(Natural language region descriptions)
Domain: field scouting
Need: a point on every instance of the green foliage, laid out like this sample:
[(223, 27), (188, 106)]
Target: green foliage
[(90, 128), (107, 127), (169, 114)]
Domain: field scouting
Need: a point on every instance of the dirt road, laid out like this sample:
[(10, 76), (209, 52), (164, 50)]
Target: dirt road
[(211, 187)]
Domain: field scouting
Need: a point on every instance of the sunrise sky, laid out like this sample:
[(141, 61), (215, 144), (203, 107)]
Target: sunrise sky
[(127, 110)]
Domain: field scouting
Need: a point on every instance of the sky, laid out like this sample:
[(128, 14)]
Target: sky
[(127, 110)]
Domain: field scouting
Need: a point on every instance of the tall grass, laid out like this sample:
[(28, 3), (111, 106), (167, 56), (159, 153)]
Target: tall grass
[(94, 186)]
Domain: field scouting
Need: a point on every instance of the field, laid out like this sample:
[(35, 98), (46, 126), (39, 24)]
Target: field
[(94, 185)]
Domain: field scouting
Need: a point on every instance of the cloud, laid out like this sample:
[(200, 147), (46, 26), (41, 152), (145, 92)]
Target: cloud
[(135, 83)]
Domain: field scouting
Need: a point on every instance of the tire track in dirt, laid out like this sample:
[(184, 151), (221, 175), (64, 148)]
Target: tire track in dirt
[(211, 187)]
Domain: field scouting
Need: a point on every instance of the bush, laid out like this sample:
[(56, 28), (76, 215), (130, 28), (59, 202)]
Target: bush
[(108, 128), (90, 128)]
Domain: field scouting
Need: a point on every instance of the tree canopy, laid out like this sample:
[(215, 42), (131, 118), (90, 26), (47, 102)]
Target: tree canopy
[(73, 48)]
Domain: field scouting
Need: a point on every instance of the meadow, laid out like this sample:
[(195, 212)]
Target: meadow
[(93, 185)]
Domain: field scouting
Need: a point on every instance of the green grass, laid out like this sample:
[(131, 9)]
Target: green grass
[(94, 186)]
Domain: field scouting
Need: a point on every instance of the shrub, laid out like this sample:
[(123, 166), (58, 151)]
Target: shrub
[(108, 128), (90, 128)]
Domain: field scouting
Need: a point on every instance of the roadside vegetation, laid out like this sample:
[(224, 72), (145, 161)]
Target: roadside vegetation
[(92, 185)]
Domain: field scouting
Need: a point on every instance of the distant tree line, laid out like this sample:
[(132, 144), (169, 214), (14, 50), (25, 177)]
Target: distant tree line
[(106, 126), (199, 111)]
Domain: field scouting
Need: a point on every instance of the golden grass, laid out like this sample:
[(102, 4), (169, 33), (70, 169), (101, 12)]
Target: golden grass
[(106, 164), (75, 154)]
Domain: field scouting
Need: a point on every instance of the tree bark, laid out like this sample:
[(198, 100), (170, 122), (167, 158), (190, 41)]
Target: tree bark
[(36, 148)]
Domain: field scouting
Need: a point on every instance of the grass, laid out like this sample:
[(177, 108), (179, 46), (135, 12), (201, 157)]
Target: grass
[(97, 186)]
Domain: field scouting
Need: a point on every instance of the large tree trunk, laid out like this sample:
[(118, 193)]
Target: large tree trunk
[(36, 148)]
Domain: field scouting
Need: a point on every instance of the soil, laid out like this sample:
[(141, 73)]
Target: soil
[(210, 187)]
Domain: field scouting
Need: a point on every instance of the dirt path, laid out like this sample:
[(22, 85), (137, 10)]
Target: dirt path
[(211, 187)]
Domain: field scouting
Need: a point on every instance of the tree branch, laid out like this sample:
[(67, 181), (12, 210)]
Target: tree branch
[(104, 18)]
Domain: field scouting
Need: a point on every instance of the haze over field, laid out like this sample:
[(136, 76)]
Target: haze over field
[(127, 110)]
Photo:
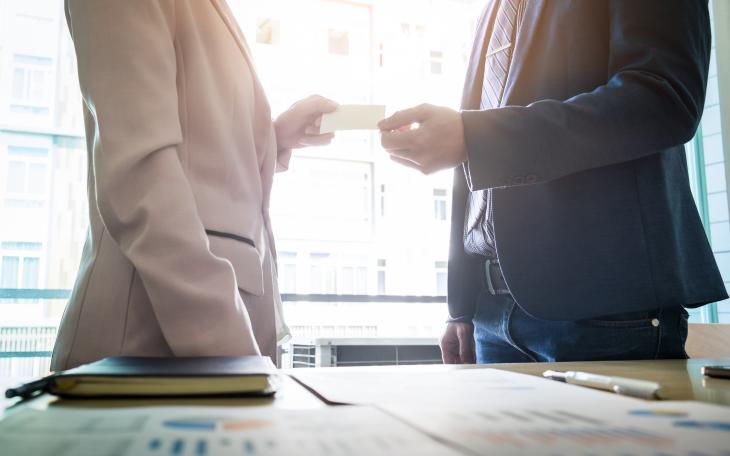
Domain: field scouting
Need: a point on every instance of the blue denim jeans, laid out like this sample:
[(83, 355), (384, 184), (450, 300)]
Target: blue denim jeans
[(504, 333)]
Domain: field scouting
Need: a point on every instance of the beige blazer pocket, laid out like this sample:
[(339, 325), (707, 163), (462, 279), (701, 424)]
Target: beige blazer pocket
[(241, 252)]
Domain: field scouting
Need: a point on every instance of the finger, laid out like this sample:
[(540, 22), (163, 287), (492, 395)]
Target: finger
[(391, 140), (317, 140), (405, 117)]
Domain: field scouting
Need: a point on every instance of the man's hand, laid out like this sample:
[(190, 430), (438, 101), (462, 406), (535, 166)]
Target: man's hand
[(436, 144), (457, 344), (299, 125)]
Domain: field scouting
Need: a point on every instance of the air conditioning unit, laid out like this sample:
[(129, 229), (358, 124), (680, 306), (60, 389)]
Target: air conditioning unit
[(362, 351)]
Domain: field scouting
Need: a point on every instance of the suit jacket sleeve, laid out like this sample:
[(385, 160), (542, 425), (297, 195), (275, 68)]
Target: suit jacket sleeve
[(128, 73), (652, 100)]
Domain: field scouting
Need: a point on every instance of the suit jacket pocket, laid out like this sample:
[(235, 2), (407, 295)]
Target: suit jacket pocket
[(243, 256)]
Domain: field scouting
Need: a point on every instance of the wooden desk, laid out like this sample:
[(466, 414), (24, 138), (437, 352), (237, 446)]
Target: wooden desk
[(681, 379)]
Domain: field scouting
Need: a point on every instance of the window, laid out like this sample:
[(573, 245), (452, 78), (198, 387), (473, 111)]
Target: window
[(10, 272), (31, 271), (323, 274), (439, 204), (32, 84), (339, 42), (330, 216), (287, 272), (267, 31), (441, 268), (437, 61), (27, 175), (381, 276)]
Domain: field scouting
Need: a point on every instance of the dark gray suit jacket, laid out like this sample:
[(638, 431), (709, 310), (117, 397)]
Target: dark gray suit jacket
[(592, 206)]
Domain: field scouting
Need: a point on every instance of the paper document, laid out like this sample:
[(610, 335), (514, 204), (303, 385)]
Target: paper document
[(643, 429), (211, 431), (443, 386), (353, 117)]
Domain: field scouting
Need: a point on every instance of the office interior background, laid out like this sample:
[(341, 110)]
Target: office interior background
[(347, 220)]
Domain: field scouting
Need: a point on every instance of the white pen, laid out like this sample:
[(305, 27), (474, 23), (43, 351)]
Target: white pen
[(620, 385)]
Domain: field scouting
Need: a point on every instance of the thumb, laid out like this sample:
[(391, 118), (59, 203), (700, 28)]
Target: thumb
[(405, 117)]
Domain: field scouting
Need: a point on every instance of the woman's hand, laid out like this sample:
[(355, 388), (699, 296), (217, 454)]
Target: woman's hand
[(299, 125)]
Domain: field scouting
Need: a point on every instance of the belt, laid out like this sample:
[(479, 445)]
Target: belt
[(494, 278)]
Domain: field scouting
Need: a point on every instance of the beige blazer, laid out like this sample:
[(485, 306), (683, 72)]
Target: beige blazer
[(182, 152)]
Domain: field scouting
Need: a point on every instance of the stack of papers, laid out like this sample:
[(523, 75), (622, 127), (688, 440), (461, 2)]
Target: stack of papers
[(487, 411), (421, 411), (212, 431)]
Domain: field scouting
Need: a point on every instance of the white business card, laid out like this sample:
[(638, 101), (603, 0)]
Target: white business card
[(353, 117)]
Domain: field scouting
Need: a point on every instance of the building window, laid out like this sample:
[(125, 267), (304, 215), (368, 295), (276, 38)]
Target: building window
[(441, 268), (268, 31), (10, 272), (381, 276), (437, 62), (339, 42), (322, 274), (439, 204), (287, 262), (32, 84), (27, 176), (31, 272)]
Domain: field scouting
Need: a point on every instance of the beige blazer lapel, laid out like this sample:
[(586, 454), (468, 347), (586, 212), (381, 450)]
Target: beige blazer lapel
[(263, 111)]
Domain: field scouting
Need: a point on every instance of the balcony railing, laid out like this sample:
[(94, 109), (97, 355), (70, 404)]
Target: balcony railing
[(25, 350)]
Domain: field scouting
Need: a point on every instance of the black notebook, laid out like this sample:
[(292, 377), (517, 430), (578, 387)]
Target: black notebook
[(143, 376)]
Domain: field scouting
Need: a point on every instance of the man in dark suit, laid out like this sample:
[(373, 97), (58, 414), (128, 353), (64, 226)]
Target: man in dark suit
[(574, 233)]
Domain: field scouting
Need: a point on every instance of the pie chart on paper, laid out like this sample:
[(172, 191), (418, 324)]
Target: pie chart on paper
[(216, 424)]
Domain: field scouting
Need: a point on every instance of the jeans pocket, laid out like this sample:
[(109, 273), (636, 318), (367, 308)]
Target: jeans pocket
[(640, 323)]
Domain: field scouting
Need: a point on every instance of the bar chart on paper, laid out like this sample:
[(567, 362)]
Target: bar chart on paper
[(211, 431)]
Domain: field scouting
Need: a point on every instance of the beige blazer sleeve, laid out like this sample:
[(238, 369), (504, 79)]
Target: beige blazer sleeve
[(127, 70)]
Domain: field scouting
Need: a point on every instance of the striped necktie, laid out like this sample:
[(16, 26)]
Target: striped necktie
[(479, 226)]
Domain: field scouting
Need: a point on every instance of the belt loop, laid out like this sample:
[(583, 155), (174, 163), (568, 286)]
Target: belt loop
[(488, 272)]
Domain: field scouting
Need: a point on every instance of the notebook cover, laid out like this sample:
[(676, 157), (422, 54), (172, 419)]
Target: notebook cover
[(133, 366)]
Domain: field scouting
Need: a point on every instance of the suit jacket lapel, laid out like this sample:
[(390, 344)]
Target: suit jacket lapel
[(225, 13), (526, 33), (472, 84)]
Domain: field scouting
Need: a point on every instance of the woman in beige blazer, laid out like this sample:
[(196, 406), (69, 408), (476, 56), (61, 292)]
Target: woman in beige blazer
[(179, 260)]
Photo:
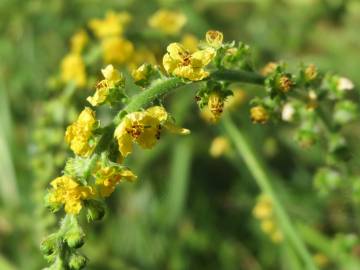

▶ [Directions for this task]: Output the first line of the entries above and every line after it, exactly as written, ending with the line that contains "Need: a point on every instance of the tree canopy, laid".

▶ [Answer for the task]:
Domain: field scouting
Need: a point on every instance of the green foliage, laid out like this sample:
[(223, 27), (188, 106)]
Target: green foliage
[(90, 128), (107, 127), (169, 114)]
Domain: field scouting
Need: a point on every instance of the dirt road, laid out like this sample:
[(10, 76), (209, 52), (164, 50)]
Target: dirt road
[(211, 187)]
Domain: field scouting
Need: a point on every instance of the sunrise sky, laid out like this sample:
[(141, 61), (215, 144), (203, 107)]
Target: sunrise sky
[(127, 110)]
Domain: field scouting
Need: a point on every instance of the sky, laid out like this sample:
[(128, 14)]
Target: sky
[(127, 110)]
Domain: field scouting
Need: a point on every instance of the tall grass, laid out like this sample:
[(28, 3), (111, 106), (167, 56), (159, 153)]
Target: tall grass
[(94, 186)]
Domain: field scouting
Need: a point on every instance of the field, laid out like this sample:
[(35, 98), (46, 126), (39, 24)]
Target: field
[(94, 185)]
Domain: field scouting
Need: a point on every instance of the cloud, laid out like this sample:
[(200, 147), (46, 26), (41, 152), (145, 92)]
Target: cloud
[(135, 83)]
Domain: field scouting
Need: a point on every instance of the tire track in dirt, laid out like this sample:
[(184, 151), (221, 175), (64, 148)]
Target: tire track in dirt
[(211, 187)]
Domain: field scouting
Need: a point on every instance of the bush, laid out like this sample:
[(56, 28), (76, 215), (130, 28), (59, 202)]
Target: bush
[(108, 128), (90, 128)]
Domain: field scouting
Need: a point on every instance of the tree canopy, laid out like this sample:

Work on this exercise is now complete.